日本農芸化学会2008年度大会が、本年3月26日(水)から29日(土)までの4日間、名城大学天白キャンパスにおいて開催された。名古屋での開催は10年ぶりとなる。名古屋駅周辺は再開発により大きく変貌を遂げ、会場となった名城大学も10年前とはすっかり様変わりした。大学のシンボルとも言えるタワー75や大人数を収容できる講義棟2棟が建設され、全ての講義室に高機能のAV機器が配備されていた。美観、利便性いずれについても申し分のない会場で、大会実行委員会として名城大学に感謝したい。大会は例年通り盛況で、参加者総数5,267名(東京で開催された2007年度大会は5,183名)、一般講演数2,434件(前回2,323件)であった。

大会初日3月26日(水)の午前中は名城大学名城ホールにおいて総会が開催され、引き続いて2008年度の学会賞(2件)、功績賞(2件)、技術賞(2件)、奨励賞(10件)の授賞式、B.B.B.論文賞(10件)とMost-Cited Paper Award(1件)の表彰式、第5回農芸化学研究企画賞(2件)の授賞式が行なわれた。また、本会推薦の工藤俊章氏(長崎大学水産学部)が日本農学賞を受賞したことが報告された。

◆ 記述課題 1 ◆
上の提示文を、全文そのとおりに書き写しなさい。

◆ 保存データ ◆
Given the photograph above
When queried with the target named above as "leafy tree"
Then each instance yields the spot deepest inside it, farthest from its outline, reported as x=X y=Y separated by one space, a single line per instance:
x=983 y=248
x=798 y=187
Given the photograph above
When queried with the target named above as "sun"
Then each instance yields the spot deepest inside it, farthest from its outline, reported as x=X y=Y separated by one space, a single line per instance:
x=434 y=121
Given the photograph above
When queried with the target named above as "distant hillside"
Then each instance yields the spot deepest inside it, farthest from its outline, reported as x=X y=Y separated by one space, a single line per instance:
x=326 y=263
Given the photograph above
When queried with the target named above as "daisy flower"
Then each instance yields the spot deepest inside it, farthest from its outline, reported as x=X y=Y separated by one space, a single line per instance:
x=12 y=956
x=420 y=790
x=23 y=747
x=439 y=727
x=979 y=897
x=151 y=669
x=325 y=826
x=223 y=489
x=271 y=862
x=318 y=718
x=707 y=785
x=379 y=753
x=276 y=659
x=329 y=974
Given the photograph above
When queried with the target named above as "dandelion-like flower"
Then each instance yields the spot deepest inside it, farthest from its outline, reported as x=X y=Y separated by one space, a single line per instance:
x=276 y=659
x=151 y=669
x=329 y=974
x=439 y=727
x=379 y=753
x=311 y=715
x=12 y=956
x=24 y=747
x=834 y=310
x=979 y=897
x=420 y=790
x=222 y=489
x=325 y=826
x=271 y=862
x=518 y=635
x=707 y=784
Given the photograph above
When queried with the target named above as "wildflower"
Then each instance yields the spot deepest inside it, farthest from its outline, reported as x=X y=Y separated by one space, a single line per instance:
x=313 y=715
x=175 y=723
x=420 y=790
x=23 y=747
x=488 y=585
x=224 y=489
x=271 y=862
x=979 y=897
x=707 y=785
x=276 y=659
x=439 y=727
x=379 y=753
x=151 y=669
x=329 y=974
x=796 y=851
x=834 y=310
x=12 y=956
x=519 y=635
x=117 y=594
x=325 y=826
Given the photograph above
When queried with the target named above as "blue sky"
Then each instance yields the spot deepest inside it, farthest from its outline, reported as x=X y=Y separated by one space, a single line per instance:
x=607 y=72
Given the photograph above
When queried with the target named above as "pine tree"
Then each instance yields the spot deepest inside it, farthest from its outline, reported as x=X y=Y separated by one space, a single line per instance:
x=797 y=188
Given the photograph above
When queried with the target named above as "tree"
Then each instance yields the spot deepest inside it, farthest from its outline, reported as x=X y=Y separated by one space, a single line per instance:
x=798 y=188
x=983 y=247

◆ 記述課題 2 ◆
記録の冒頭から「x=798 y=187」を含む行まで(両端の行を含む)を、列名を「入力」と「出力」とする2列のCSVに整理しなさい。1件につき1行とし、各フィールドは二重引用符で囲み、改行は空白に置き換えること。

◆ 解答 1 ◆
日本農芸化学会2008年度大会が、本年3月26日(水)から29日(土)までの4日間、名城大学天白キャンパスにおいて開催された。名古屋での開催は10年ぶりとなる。名古屋駅周辺は再開発により大きく変貌を遂げ、会場となった名城大学も10年前とはすっかり様変わりした。大学のシンボルとも言えるタワー75や大人数を収容できる講義棟2棟が建設され、全ての講義室に高機能のAV機器が配備されていた。美観、利便性いずれについても申し分のない会場で、大会実行委員会として名城大学に感謝したい。大会は例年通り盛況で、参加者総数5,267名(東京で開催された2007年度大会は5,183名)、一般講演数2,434件(前回2,323件)であった。

大会初日3月26日(水)の午前中は名城大学名城ホールにおいて総会が開催され、引き続いて2008年度の学会賞(2件)、功績賞(2件)、技術賞(2件)、奨励賞(10件)の授賞式、B.B.B.論文賞(10件)とMost-Cited Paper Award(1件)の表彰式、第5回農芸化学研究企画賞(2件)の授賞式が行なわれた。また、本会推薦の工藤俊章氏(長崎大学水産学部)が日本農学賞を受賞したことが報告された。

◆ 解答 2 ◆
入力,出力
"Given the photograph above When queried with the target named above as ""leafy tree"" Then each instance yields the spot deepest inside it, farthest from its outline, reported as x=X y=Y separated by one space, a single line per instance:","x=983 y=248 x=798 y=187"